» Brief
Repeat each record below exactly, omitting whatever pictures appear in it.

[Image point grounding data]

========

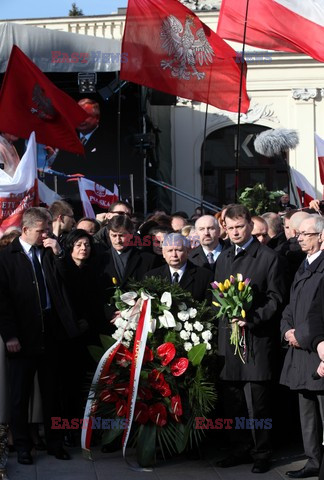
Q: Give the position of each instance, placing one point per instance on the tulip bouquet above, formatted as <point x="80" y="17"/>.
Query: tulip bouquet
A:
<point x="234" y="297"/>
<point x="175" y="384"/>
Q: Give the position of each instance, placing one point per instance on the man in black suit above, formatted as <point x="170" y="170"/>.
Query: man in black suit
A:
<point x="178" y="268"/>
<point x="245" y="386"/>
<point x="36" y="325"/>
<point x="208" y="231"/>
<point x="300" y="363"/>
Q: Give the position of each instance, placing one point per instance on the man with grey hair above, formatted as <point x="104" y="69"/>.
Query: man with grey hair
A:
<point x="36" y="323"/>
<point x="179" y="269"/>
<point x="208" y="231"/>
<point x="300" y="363"/>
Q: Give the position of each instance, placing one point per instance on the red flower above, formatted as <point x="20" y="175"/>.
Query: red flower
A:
<point x="164" y="390"/>
<point x="141" y="414"/>
<point x="122" y="389"/>
<point x="148" y="355"/>
<point x="158" y="414"/>
<point x="144" y="393"/>
<point x="108" y="396"/>
<point x="123" y="356"/>
<point x="121" y="408"/>
<point x="166" y="352"/>
<point x="176" y="405"/>
<point x="179" y="366"/>
<point x="156" y="379"/>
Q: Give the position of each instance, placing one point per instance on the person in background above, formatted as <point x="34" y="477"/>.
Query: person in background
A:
<point x="88" y="224"/>
<point x="206" y="254"/>
<point x="260" y="229"/>
<point x="300" y="363"/>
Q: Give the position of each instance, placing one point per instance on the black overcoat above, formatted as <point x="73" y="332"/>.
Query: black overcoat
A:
<point x="301" y="363"/>
<point x="195" y="280"/>
<point x="262" y="266"/>
<point x="20" y="309"/>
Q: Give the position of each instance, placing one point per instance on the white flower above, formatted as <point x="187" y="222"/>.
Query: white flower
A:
<point x="192" y="312"/>
<point x="152" y="325"/>
<point x="184" y="335"/>
<point x="119" y="332"/>
<point x="178" y="326"/>
<point x="166" y="299"/>
<point x="167" y="319"/>
<point x="183" y="316"/>
<point x="126" y="313"/>
<point x="195" y="339"/>
<point x="207" y="335"/>
<point x="188" y="326"/>
<point x="198" y="326"/>
<point x="182" y="306"/>
<point x="128" y="335"/>
<point x="146" y="296"/>
<point x="129" y="298"/>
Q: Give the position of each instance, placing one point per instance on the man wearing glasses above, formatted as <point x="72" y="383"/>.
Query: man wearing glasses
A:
<point x="300" y="363"/>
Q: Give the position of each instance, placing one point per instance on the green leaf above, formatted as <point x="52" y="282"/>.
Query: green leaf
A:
<point x="196" y="354"/>
<point x="96" y="352"/>
<point x="146" y="445"/>
<point x="106" y="341"/>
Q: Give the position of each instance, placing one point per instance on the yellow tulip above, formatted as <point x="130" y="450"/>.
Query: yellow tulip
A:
<point x="227" y="284"/>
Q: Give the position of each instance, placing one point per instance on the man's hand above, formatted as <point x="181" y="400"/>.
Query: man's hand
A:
<point x="53" y="244"/>
<point x="13" y="345"/>
<point x="291" y="339"/>
<point x="239" y="321"/>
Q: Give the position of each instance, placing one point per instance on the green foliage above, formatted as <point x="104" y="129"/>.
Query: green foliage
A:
<point x="259" y="200"/>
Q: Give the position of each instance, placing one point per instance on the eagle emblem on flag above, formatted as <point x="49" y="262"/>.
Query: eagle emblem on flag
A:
<point x="185" y="49"/>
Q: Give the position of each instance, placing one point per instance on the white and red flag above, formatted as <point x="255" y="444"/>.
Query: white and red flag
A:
<point x="320" y="155"/>
<point x="20" y="192"/>
<point x="305" y="190"/>
<point x="170" y="49"/>
<point x="284" y="25"/>
<point x="91" y="193"/>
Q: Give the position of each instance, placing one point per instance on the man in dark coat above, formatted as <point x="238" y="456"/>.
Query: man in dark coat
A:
<point x="245" y="386"/>
<point x="207" y="229"/>
<point x="179" y="269"/>
<point x="300" y="363"/>
<point x="36" y="323"/>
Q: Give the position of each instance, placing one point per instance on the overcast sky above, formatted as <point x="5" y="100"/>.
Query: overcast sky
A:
<point x="10" y="9"/>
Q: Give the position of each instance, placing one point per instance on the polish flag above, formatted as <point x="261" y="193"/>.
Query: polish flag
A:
<point x="305" y="190"/>
<point x="320" y="155"/>
<point x="93" y="193"/>
<point x="284" y="25"/>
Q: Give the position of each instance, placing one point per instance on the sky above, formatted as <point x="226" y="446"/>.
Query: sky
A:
<point x="11" y="9"/>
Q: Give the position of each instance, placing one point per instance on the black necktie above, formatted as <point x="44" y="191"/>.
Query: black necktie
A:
<point x="39" y="277"/>
<point x="175" y="277"/>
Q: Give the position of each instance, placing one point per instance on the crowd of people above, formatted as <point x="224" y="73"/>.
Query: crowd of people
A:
<point x="57" y="278"/>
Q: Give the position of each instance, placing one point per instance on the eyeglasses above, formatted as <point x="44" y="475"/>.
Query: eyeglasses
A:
<point x="307" y="234"/>
<point x="117" y="212"/>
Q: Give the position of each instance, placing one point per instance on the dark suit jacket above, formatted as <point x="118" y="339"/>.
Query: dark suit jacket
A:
<point x="20" y="309"/>
<point x="268" y="283"/>
<point x="197" y="257"/>
<point x="195" y="280"/>
<point x="301" y="363"/>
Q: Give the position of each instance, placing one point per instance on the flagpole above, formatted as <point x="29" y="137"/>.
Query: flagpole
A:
<point x="238" y="136"/>
<point x="119" y="138"/>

========

» Solution below
Q: Give the position of each instance, placing one point per instance on the tulip bouquet above, formatted as <point x="80" y="17"/>.
Query: tulip bouquet
A:
<point x="234" y="297"/>
<point x="175" y="384"/>
Q: Give the position of each instance, placing one point per instance on the man in black suit above, formatted as <point x="170" y="170"/>.
Query: man in black suit
A:
<point x="178" y="268"/>
<point x="245" y="386"/>
<point x="36" y="325"/>
<point x="208" y="231"/>
<point x="300" y="363"/>
Q: Give the position of each instance, placing one point per instance on the man with grey hair above, formatted as <point x="104" y="69"/>.
Query: man with grey hair
A:
<point x="36" y="323"/>
<point x="179" y="269"/>
<point x="208" y="231"/>
<point x="300" y="363"/>
Q: Give the position of each instance, placing one point per instance on the red flower above, formatted as <point x="20" y="175"/>.
Query: red flower
A:
<point x="164" y="390"/>
<point x="141" y="414"/>
<point x="122" y="389"/>
<point x="148" y="355"/>
<point x="158" y="414"/>
<point x="144" y="393"/>
<point x="108" y="396"/>
<point x="123" y="356"/>
<point x="121" y="408"/>
<point x="166" y="352"/>
<point x="176" y="405"/>
<point x="179" y="366"/>
<point x="156" y="379"/>
Q: Give the position of each instance, placing one point per instance on the person in background above, formatted as <point x="34" y="477"/>.
Query: person in background
A:
<point x="88" y="224"/>
<point x="206" y="254"/>
<point x="260" y="229"/>
<point x="300" y="363"/>
Q: Give the position of each instance, placing one point per instance on the black overcoat above, formatted as <point x="73" y="332"/>.
Query: black overcoat
A:
<point x="301" y="363"/>
<point x="195" y="280"/>
<point x="262" y="266"/>
<point x="20" y="309"/>
Q: Give the position of each instance, placing one point per instance on the white flower above, formatted as <point x="187" y="222"/>.
Query: white flower
A:
<point x="192" y="312"/>
<point x="152" y="325"/>
<point x="184" y="335"/>
<point x="119" y="332"/>
<point x="178" y="326"/>
<point x="166" y="299"/>
<point x="167" y="319"/>
<point x="183" y="316"/>
<point x="126" y="313"/>
<point x="195" y="339"/>
<point x="207" y="335"/>
<point x="188" y="326"/>
<point x="198" y="326"/>
<point x="182" y="306"/>
<point x="128" y="335"/>
<point x="146" y="296"/>
<point x="129" y="298"/>
Q: Give the position of each instance, placing one point per instance on the man wearing glasses above, formatted as <point x="72" y="383"/>.
Query: man wearing glasses
A:
<point x="300" y="363"/>
Q: Give the position of each instance, placing one point per instance on the green leaf above, formatted as <point x="52" y="282"/>.
Query: green leaf
A:
<point x="196" y="354"/>
<point x="96" y="352"/>
<point x="146" y="445"/>
<point x="106" y="341"/>
Q: Give the position of each instance, placing one point per instance on the yellow tulip above, formatted as <point x="130" y="450"/>.
Query: yellow tulip
A:
<point x="227" y="284"/>
Q: Give the position of each instance, placing one point per instance on the man's hand above, formatted as <point x="181" y="400"/>.
Query: man's hand
A:
<point x="53" y="244"/>
<point x="13" y="345"/>
<point x="291" y="339"/>
<point x="239" y="321"/>
Q: Give the position of each instance, placing one point per instance on the green foliage above, formatted as <point x="104" y="129"/>.
Query: green foliage
A:
<point x="259" y="200"/>
Q: Give the position of each instance, placing one point per instance on the eagle emblem on flag above, formatted as <point x="49" y="262"/>.
Query: eagle emblem on flag
A:
<point x="185" y="49"/>
Q: Give the position of each instance, placing one point per instance on the white and red flag above, formatted as <point x="255" y="444"/>.
Query: white and red flag
A:
<point x="320" y="155"/>
<point x="20" y="192"/>
<point x="305" y="190"/>
<point x="170" y="49"/>
<point x="284" y="25"/>
<point x="91" y="193"/>
Q: Give the position of each instance, placing one point per instance on the man in dark coat above, formatted as <point x="238" y="456"/>.
Query: man in dark coat
A:
<point x="245" y="386"/>
<point x="207" y="229"/>
<point x="179" y="269"/>
<point x="300" y="363"/>
<point x="36" y="323"/>
Q: Give the position of each instance, placing one point per instance on the overcast sky above, formatted as <point x="5" y="100"/>.
Query: overcast sky
A:
<point x="10" y="9"/>
Q: Give the position of each instance, placing one point per instance on the polish flag above, formatted as <point x="261" y="193"/>.
Query: polish flag
A:
<point x="305" y="190"/>
<point x="320" y="155"/>
<point x="93" y="193"/>
<point x="284" y="25"/>
Q: Give the position of each instance, placing one point per instance on the sky above, formatted as <point x="226" y="446"/>.
Query: sky
A:
<point x="11" y="9"/>
Q: Give the position of each instance, placing one point per instance on the black necktie above, formatted as <point x="44" y="191"/>.
Query: black necktie
A:
<point x="39" y="277"/>
<point x="175" y="277"/>
Q: Give the position of each instance, placing one point per instance on the crowd of people above, formatted as <point x="224" y="73"/>.
Query: crowd of people
A:
<point x="57" y="278"/>
Q: Give the position of each instance, placing one point per instance on the eyeglasses above, formatted as <point x="44" y="475"/>.
Query: eyeglasses
A:
<point x="307" y="234"/>
<point x="117" y="212"/>
Q: Give the position of each instance, placing one point per instance on the dark suit jacket above, formatted as <point x="118" y="339"/>.
Query: dark suit jacket
A:
<point x="20" y="309"/>
<point x="268" y="283"/>
<point x="197" y="257"/>
<point x="195" y="280"/>
<point x="301" y="363"/>
Q: Give the position of each instance, placing one point per instance on the flagpole above, formatted as <point x="29" y="137"/>.
Query: flagpole
A:
<point x="238" y="136"/>
<point x="119" y="138"/>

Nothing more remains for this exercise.